==== Entries shown ====

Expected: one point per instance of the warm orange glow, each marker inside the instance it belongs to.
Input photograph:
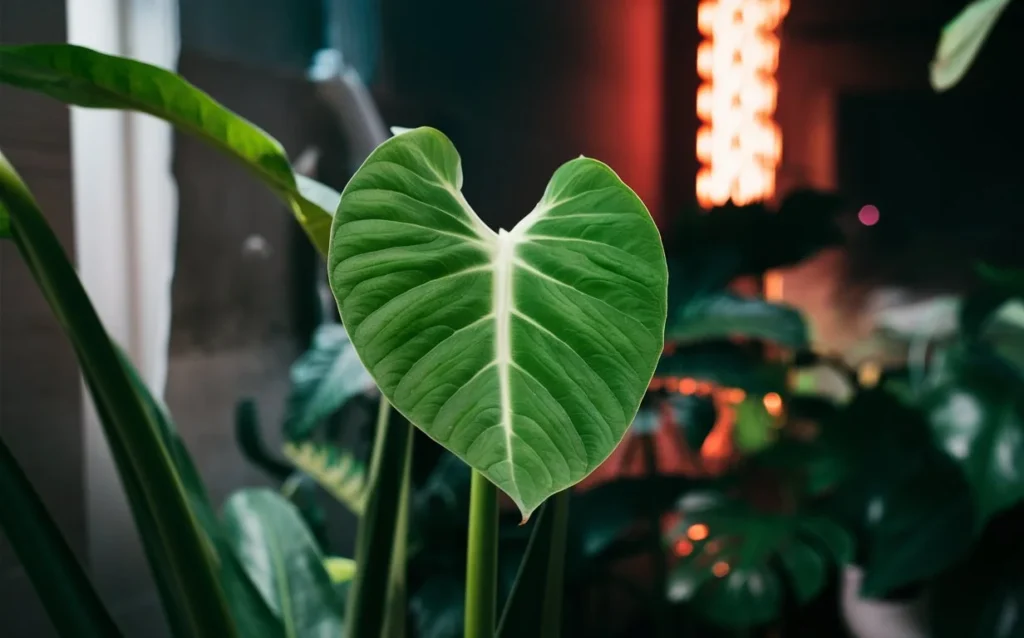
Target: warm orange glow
(720, 568)
(683, 547)
(739, 145)
(773, 403)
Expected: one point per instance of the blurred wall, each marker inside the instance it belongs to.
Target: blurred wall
(40, 392)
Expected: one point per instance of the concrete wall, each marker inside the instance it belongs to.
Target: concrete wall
(40, 395)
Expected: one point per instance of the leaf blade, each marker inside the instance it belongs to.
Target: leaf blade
(82, 77)
(282, 558)
(72, 603)
(962, 41)
(472, 335)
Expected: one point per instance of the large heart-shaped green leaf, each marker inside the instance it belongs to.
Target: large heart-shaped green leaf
(739, 567)
(79, 76)
(962, 40)
(285, 563)
(323, 379)
(524, 352)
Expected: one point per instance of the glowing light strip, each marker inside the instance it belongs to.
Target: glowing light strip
(738, 144)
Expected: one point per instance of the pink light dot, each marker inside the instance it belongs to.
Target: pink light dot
(868, 215)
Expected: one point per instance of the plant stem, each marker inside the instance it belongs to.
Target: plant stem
(551, 622)
(481, 563)
(375, 546)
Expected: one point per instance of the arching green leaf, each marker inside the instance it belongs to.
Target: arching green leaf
(283, 560)
(339, 472)
(85, 78)
(723, 314)
(524, 352)
(323, 379)
(738, 566)
(962, 40)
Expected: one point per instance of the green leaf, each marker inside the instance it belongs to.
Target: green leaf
(962, 41)
(535, 606)
(723, 314)
(726, 364)
(738, 567)
(754, 428)
(177, 549)
(524, 352)
(82, 77)
(4, 223)
(284, 561)
(382, 529)
(340, 569)
(339, 472)
(72, 603)
(323, 379)
(252, 617)
(977, 417)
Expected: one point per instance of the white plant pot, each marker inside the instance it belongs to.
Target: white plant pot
(866, 618)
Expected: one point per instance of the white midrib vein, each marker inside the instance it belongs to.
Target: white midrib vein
(504, 262)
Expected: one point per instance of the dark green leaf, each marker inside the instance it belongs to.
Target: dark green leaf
(323, 379)
(282, 558)
(62, 586)
(727, 364)
(176, 547)
(977, 416)
(535, 606)
(982, 597)
(738, 566)
(373, 593)
(437, 607)
(724, 314)
(695, 416)
(4, 223)
(250, 439)
(338, 471)
(252, 617)
(79, 76)
(563, 351)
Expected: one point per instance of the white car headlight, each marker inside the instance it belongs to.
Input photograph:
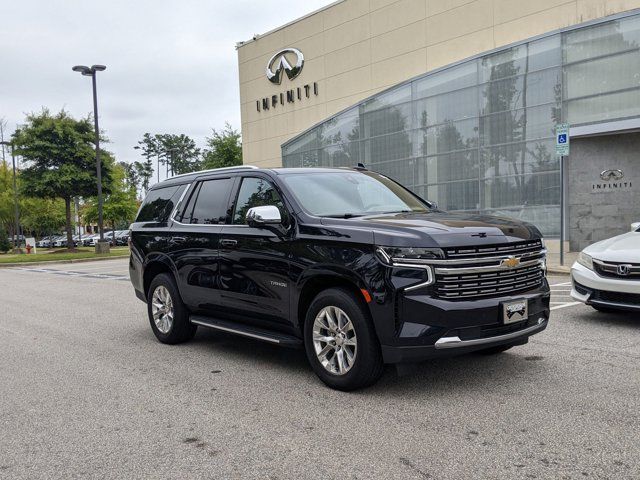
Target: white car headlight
(585, 260)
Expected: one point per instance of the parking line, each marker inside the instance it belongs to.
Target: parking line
(565, 305)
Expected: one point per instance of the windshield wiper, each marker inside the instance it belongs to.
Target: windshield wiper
(344, 215)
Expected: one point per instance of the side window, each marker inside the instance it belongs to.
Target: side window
(257, 192)
(209, 202)
(159, 203)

====

Pictures in the records above are not copied; print everything else exactly.

• _Full answer_
Expected: one point per instance of the warm orange glow, each marker inside the instance it belongs to.
Input photograph:
Target: warm orange glow
(720, 568)
(683, 547)
(739, 145)
(773, 403)
Expected: one point per instance of the blurred wall, each marker inside the instance it belongs to.
Target: blurred wall
(40, 392)
Expected: one point per instance of the concrete wall, each marker inside the instance it belongs to.
Target: concrete wall
(40, 395)
Expected: one point per instance of the leaf blade, each marker inside the instance it belongs to.
Target: leaf blade
(82, 77)
(282, 558)
(72, 603)
(962, 41)
(472, 335)
Expected: one point per instance of the large heart-shaped green leaf, each marker inside the instance it belongs to.
Target: large heart-shaped green leaf
(739, 567)
(79, 76)
(962, 40)
(285, 563)
(323, 379)
(524, 352)
Expected: one point per instance of the glowing light strip, each marker inside the instance it belongs to.
Target: glowing light strip
(738, 144)
Expected: one point per instance of the pink light dot, each marker inside the instance it belongs to.
Target: pink light dot
(868, 215)
Expected: one point per instance of the plant stem, each marker inside the instance it belongs to.
Target: plant stem
(551, 622)
(481, 563)
(375, 546)
Expected: one point per instance of the arching green leaf, each marker inside the instance it belongs to.
Target: arching green leaf
(283, 560)
(339, 472)
(85, 78)
(723, 314)
(524, 352)
(323, 379)
(738, 566)
(962, 40)
Expected: one point per instance of the green leaf, each marker inside the instance it belongs to.
Target: green leaf
(962, 41)
(535, 606)
(723, 314)
(726, 364)
(738, 567)
(754, 428)
(177, 549)
(524, 352)
(82, 77)
(4, 223)
(284, 561)
(382, 529)
(340, 569)
(339, 472)
(72, 603)
(323, 379)
(252, 617)
(977, 417)
Expected: one point per instance of the white plant pot, each marker inside the instance it belongs to.
Target: white plant pot
(866, 618)
Expected: one point per instance of the white midrib vein, each marker inside the instance it belongs to.
Target: white midrib vein
(504, 262)
Expected: one point per instance of the dark green leaf, each marker inside the instance it belongs to.
Target: dark green leaf
(323, 379)
(282, 558)
(62, 586)
(727, 364)
(176, 547)
(977, 416)
(535, 606)
(982, 597)
(738, 566)
(373, 593)
(437, 607)
(724, 314)
(695, 416)
(4, 223)
(250, 439)
(338, 471)
(252, 617)
(79, 76)
(563, 351)
Expected: one point per instance of the white car headlight, each marker inside the instance it belongs to.
Input photograph:
Target: white car headlight
(585, 260)
Expected: one point per instance of the parking line, each marker inside the instance it belongs to.
Target: parking line
(565, 305)
Expected: one point per instance of the windshield wiper, each marker inside the instance it belongs to.
Target: windshield wiper
(344, 215)
Expected: one point per instance of the side window, each marker inside the instance it belongs to.
Target: side window
(257, 192)
(209, 202)
(159, 203)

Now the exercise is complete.